Schweben auf einer poetischen Klangwolke: So waren Son Lux in Winterthur – Und das denkt Ryan Lott über Musikjournalismus8 min read
Reading Time: 5 minutesAm Montag bespielten sie die Räumlichkeiten des Salzhaus Winterthur. Das US-Trio Son Lux schaute für einen Abend im Kanton Zürich vorbei und lässt das Publikum auf einer Art Klangwolke schweben. Lina Gallati war dabei und berichtet vom Konzert. Ausserdem hat Ryan Lott, Sänger der Band, Zeit gefunden, um mit Jan Rucki ein Gespräch zu führen.
Son Lux im Salzhaus Winterthur
Drei bebrillte Männer in schwarzen Shirts betraten letzten Montag die Bühne des Salzhaus Winterthur. Mit ihrem Hit Easy war das Eis dann auch schon gebrochen. Als Zuschauer liess man sich gerne in ihre Musik einlullen, um dann für eine Stunde auf einer sonischen Wolke zu schweben.
Son Lux, so heisst das Projekt vom Multiinstrumentalisten Ryan Lott aus Los Angeles. Unterstützt wird er dabei vom Schlagzeuger Ian Chang und Gitarristen Rafiq Bhatia.
Lott ist nicht nur Musiker, er ist Komponist, Poet, Produzent und vielseitiger Sänger, der je nach Laune brüllt oder flüstert. Der Sound von Son Lux lässt sich schwierig in Worte fassen, denn es sind die durchbrochenen Rhythmen und ihr experimenteller Charakter, die zunächst irritieren, um einen schliesslich zu fesseln.
Die Musik schien bei Son Lux total im Vordergrund zu stehen. So war Sänger Ryan Lott auch nicht in der Mitte der Bühne positioniert, sondern überliess diesen Platz seinem Schlagzeuger. Bei den Solis der anderen Musiker trat er bewusst zur Seite. Seine wenigen Ansagen wirkten ziemlich unbeholfen, aber ultrasympathisch. Und bald verstand man auch als Zuschauer, dass die Musik von Son Lux keine aufgeblasene Show braucht, sondern ganz für sich alleine funktioniert.
Nach dem letzten Song Lost into trying war der Fall von der Klangwolke schon ziemlich harsch – plötzlich erinnerte man sich wieder daran, dass man an der Garderobe für seinen Rucksack 5 Franken ausgegeben hatte und die Songzeilen „Awake, Awake, this is a dream state“ wirkten selten so real.
Am Schluss wollten die Jungs noch mit den Besuchern am Merch-Stand plaudern, doch zu dieser Zeit musste man als Expat leider bereits losdüsen, um den letzten Zug nach Luzern zu erwischen. Son Lux ist und war der perfekte Soundtrack für die erste kalte Herbstnacht – Und es werden noch viele folgen, also hör doch auch mal rein: Link zum Clip
Text: Lina Gallati
Ryan Lott im Gespräch mit Jan Rucki
Jan Rucki: Wie waren die Reaktionen auf dein neues Album, welches du im Februar veröffentlicht hast?

Arbeitsaufträge:
[a] Wer unterstützt Ryan Lott laut dem Artikel über das Son-Lux-Konzert am Schlagzeug?
[b] Schreibe aus dem Artikel über das Son-Lux-Konzert alles ab, von „Son Lux im Salzhaus“ bis hinunter zu „Wolke zu schweben.“.

Bereitgestelltes Material:
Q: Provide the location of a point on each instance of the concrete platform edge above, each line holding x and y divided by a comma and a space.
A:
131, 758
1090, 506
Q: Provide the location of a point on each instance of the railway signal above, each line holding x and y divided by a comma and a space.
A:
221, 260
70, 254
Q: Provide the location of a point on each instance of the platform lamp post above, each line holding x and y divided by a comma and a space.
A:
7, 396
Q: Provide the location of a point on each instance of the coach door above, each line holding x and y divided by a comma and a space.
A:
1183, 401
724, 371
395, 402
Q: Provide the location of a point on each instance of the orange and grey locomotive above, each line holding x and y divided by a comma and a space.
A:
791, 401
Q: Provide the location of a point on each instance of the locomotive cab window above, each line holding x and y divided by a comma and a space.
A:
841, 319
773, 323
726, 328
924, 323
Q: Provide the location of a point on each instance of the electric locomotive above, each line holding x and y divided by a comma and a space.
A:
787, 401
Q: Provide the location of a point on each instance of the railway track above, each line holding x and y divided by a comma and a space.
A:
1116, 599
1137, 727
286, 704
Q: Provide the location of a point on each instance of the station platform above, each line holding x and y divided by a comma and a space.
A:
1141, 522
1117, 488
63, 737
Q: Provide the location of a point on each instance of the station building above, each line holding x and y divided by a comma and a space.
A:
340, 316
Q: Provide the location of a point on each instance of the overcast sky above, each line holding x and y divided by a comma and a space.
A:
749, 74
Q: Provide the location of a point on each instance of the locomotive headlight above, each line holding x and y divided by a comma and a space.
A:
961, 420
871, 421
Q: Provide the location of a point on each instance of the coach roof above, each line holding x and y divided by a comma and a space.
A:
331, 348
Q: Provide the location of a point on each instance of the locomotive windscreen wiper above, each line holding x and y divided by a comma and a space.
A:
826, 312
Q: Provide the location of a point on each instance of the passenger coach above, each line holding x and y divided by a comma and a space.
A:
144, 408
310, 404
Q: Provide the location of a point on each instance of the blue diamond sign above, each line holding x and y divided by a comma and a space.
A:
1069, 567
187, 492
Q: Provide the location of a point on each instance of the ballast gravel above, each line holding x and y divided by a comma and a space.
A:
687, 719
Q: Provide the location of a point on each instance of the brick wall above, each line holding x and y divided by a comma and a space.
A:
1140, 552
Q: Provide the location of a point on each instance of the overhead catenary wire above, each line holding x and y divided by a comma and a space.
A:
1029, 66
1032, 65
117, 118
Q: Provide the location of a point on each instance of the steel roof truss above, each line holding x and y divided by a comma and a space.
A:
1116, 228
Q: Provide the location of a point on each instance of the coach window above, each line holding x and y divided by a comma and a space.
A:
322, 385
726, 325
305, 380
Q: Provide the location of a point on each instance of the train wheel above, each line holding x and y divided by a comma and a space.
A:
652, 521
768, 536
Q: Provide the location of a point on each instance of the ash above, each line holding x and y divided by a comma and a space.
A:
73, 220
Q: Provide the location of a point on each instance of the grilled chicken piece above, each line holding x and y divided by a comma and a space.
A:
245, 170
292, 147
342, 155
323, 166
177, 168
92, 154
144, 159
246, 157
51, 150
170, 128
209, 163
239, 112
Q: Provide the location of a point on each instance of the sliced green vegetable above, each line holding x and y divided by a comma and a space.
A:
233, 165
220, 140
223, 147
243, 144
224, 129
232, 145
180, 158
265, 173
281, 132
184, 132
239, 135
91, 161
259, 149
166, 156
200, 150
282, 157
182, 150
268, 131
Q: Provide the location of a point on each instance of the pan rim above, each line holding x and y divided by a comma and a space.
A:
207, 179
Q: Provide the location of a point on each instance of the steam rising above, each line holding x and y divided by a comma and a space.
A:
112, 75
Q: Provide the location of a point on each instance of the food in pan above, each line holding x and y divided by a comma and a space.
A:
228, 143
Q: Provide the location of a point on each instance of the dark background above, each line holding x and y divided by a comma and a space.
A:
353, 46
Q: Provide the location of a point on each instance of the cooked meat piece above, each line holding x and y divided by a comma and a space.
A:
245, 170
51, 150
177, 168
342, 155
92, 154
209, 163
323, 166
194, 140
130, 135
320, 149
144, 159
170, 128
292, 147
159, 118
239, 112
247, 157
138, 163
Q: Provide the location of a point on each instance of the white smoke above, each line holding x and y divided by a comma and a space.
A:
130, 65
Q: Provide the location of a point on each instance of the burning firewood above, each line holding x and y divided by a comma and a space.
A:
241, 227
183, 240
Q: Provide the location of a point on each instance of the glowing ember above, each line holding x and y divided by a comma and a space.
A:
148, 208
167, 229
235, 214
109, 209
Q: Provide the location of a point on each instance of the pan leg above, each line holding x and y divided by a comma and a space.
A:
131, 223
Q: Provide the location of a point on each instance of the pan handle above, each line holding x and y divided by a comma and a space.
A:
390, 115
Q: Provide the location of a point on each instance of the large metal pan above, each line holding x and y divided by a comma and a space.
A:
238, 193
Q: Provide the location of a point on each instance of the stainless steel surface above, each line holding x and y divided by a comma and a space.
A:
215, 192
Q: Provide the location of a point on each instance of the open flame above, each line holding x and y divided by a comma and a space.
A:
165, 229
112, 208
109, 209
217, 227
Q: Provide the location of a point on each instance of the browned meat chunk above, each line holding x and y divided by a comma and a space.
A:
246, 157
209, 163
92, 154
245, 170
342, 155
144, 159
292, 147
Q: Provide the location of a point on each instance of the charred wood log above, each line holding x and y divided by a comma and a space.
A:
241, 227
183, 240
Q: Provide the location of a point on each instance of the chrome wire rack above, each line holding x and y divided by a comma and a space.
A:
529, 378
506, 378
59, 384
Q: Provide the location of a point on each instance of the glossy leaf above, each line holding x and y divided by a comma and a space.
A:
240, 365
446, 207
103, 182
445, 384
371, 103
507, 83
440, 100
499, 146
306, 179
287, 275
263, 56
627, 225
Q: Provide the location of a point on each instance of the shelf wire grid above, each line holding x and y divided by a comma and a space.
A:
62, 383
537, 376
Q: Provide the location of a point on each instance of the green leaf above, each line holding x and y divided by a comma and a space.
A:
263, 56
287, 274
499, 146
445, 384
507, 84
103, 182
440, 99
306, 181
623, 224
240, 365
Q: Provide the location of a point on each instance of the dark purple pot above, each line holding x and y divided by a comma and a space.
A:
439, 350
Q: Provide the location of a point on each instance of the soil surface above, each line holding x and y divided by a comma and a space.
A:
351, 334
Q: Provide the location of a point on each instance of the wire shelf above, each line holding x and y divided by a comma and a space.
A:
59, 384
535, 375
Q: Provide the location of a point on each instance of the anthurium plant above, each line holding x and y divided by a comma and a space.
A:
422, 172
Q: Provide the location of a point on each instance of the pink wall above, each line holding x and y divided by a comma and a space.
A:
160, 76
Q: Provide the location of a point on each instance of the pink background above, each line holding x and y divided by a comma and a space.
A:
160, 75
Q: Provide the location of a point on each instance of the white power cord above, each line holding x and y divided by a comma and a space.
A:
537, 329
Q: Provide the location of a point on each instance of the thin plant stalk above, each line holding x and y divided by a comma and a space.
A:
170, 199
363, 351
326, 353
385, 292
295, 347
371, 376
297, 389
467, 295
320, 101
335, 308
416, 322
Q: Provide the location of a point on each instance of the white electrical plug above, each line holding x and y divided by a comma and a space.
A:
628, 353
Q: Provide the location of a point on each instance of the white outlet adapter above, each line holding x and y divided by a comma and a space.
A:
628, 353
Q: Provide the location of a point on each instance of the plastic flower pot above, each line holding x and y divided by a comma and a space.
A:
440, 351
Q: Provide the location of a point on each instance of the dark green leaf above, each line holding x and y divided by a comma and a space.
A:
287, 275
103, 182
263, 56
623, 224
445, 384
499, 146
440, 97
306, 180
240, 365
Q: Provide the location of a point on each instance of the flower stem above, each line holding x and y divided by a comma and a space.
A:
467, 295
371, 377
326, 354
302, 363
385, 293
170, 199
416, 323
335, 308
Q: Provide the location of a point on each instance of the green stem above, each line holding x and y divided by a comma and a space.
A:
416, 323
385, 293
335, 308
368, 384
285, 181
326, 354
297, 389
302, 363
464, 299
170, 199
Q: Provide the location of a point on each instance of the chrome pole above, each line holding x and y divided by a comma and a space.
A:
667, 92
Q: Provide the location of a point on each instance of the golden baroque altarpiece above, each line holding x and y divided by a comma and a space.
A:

Richtige Antworten:
[a] Ian Chang.

[b]
Son Lux im Salzhaus Winterthur
Drei bebrillte Männer in schwarzen Shirts betraten letzten Montag die Bühne des Salzhaus Winterthur. Mit ihrem Hit Easy war das Eis dann auch schon gebrochen. Als Zuschauer liess man sich gerne in ihre Musik einlullen, um dann für eine Stunde auf einer sonischen Wolke zu schweben.